__Aufgabe A__
Tausche in den Zeilen, von der Zeile mit „Check that every instance of the palm“ bis einschließlich der letzten Zeile, „kitchen sink“ gegen „double sink“ aus. Gib nur diese Zeilen wieder, sonst unverändert.

Mordverdächtige aus U-Haft entlassen: Justizpanne in Bremen?

Stand: 31.05.2022 18:36 Uhr

Drei Männer stehen im Verdacht, in Bremen einen 46-Jährigen getötet zu haben. Seit Ende vergangenen Jahres saßen sie deshalb in Untersuchungshaft. Doch nun die spektakuläre Wende: Die Tatverdächtigen sind wieder auf freiem Fuß - weil die Regelzeit der U-Haft ablaufen war. Wie konnte es dazu kommen?

von Marie Blöcher, Simona Dürnberg und Anna Klühspies

Zum Treffen hat Lisa-Marie Michalke ein paar Fotos mitgebracht: Ihr Bruder Marco W. ist darauf zu sehen. Er blickt in die Kamera. Im Urlaub am Mittelmeer. Vor seinem schicken Auto. Am Anleger im Hamburger Hafen. Im Frühjahr 2020 verschwindet er plötzlich spurlos aus Bremen, wo er damals lebt. "Man sieht ihn, man ist glücklich im einen Moment", sagt Lisa-Marie Michalke. "Und wenn man dann wiederum realisiert, was passiert ist, dann reißt es einem wieder sozusagen den Boden unter den Füßen weg." Denn mittlerweile ist klar: Marco W. wurde ermordet.

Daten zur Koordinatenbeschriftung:
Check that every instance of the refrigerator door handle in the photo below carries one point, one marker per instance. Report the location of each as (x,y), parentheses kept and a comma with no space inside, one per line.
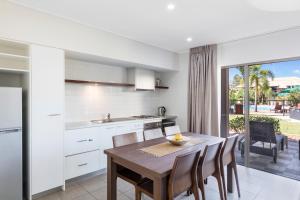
(7,131)
(53,115)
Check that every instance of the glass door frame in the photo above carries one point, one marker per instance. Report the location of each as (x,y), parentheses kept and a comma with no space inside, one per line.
(225,104)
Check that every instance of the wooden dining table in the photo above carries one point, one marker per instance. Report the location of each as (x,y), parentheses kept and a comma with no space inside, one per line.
(153,167)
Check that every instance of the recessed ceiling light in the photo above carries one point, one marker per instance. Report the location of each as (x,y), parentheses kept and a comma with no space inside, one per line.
(171,6)
(189,39)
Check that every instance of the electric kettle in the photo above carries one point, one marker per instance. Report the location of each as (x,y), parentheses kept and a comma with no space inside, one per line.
(161,111)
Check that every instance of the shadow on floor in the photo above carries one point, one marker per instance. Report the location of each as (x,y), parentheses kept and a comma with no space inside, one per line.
(288,163)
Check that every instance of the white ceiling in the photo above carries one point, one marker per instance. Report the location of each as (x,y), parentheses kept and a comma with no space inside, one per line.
(148,21)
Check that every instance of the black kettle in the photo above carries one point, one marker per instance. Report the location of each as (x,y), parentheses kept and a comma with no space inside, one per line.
(162,111)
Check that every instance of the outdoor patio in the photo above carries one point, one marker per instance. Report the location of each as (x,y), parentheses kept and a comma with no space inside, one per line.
(288,163)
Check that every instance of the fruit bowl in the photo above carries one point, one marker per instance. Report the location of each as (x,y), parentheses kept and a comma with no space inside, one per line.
(180,142)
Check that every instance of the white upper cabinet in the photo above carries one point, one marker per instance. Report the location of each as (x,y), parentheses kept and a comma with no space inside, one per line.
(142,78)
(47,111)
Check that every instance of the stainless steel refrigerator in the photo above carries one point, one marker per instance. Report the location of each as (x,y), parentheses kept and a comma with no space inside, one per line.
(11,143)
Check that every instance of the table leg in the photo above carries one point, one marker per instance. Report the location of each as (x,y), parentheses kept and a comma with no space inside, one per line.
(160,189)
(229,178)
(111,179)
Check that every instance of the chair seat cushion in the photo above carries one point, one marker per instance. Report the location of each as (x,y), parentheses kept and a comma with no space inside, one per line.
(263,145)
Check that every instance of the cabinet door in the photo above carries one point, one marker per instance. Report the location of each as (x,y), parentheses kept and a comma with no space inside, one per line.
(47,125)
(81,140)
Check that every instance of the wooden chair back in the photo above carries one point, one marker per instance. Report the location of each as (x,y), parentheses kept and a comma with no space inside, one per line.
(153,134)
(171,130)
(184,173)
(209,161)
(227,151)
(125,139)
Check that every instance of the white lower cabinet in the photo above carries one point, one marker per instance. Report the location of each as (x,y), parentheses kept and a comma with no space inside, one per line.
(83,163)
(84,147)
(82,140)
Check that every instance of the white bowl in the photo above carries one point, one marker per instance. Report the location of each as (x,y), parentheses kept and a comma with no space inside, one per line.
(172,140)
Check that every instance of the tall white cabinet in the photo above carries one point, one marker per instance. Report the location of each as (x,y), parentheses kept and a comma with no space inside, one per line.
(47,118)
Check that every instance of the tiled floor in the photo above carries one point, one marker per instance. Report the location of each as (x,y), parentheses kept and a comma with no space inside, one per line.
(255,185)
(288,163)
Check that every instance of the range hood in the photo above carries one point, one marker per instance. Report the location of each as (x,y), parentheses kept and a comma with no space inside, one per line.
(143,79)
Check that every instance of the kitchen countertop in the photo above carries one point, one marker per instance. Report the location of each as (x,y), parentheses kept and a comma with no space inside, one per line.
(87,124)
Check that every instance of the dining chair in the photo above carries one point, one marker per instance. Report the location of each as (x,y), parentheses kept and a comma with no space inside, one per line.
(209,165)
(172,130)
(122,172)
(182,178)
(227,158)
(153,134)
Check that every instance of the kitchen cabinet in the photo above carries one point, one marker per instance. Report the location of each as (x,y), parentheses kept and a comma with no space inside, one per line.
(47,118)
(84,163)
(81,140)
(143,79)
(84,147)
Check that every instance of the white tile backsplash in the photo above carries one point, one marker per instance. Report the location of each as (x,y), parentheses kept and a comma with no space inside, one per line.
(86,102)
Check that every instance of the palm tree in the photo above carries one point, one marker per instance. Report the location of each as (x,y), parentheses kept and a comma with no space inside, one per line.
(260,79)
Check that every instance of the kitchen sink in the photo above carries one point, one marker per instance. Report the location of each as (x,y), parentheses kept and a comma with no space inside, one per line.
(97,121)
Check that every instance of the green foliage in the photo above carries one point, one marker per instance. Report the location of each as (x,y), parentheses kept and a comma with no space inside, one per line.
(294,97)
(238,123)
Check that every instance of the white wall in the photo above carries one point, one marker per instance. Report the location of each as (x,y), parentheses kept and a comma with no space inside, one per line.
(274,46)
(24,24)
(85,102)
(175,99)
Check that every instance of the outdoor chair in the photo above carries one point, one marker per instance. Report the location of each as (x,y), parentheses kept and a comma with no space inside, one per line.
(263,140)
(278,108)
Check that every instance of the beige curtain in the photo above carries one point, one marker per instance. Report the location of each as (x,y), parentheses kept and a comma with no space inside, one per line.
(202,95)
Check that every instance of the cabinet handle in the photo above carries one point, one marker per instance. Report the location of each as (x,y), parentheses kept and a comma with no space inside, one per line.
(83,164)
(53,115)
(82,140)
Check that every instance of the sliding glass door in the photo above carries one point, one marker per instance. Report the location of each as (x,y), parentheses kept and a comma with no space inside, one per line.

__Aufgabe B__
Stimmen diese Aussagen mit dem Quellenauszug überein? (i) Die drei Tatverdächtigen saßen seit Ende vergangenen Jahres in Untersuchungshaft. (ii) Marco W. verschwand im Frühjahr 2020 aus Hamburg. (iii) Lisa-Marie Michalke brachte zum Treffen Fotos ihres Bruders mit.

__Lösung A__
Check that every instance of the palm tree in the photo above carries one point, one marker per instance. Report the location of each as (x,y), parentheses kept and a comma with no space inside, one per line.
(260,79)
Check that every instance of the double sink in the photo above carries one point, one marker per instance. Report the location of each as (x,y), parentheses kept and a comma with no space inside, one per line.
(97,121)
Check that every instance of the green foliage in the photo above carries one point, one marker per instance. Report the location of each as (x,y), parentheses kept and a comma with no space inside, one per line.
(294,97)
(238,123)
Check that every instance of the white wall in the photo above carries one point, one marker per instance. Report the location of each as (x,y), parentheses kept and a comma with no space inside, one per line.
(274,46)
(24,24)
(85,102)
(175,99)
Check that every instance of the outdoor chair in the photo above carries one point, one marker per instance. Report the location of each as (x,y), parentheses kept and a comma with no space inside, one per line.
(263,140)
(278,108)
Check that every instance of the beige curtain in the photo above carries one point, one marker per instance. Report the location of each as (x,y), parentheses kept and a comma with no space inside, one per line.
(202,95)
Check that every instance of the cabinet handle in the photo above carries one point, one marker per instance. Report the location of each as (x,y), parentheses kept and a comma with no space inside, one per line.
(83,164)
(53,115)
(82,140)
Check that every instance of the sliding glass door in the photo above carries one point, one marker per instance. Report the location of each as (x,y), parentheses kept and a comma with no space inside, one per line.

__Lösung B__
(i) Ja: „Seit Ende vergangenen Jahres saßen sie deshalb in Untersuchungshaft.“
(ii) Nein: „Im Frühjahr 2020 verschwindet er plötzlich spurlos aus Bremen, wo er damals lebt.“
(iii) Ja: „Zum Treffen hat Lisa-Marie Michalke ein paar Fotos mitgebracht: Ihr Bruder Marco W. ist darauf zu sehen.“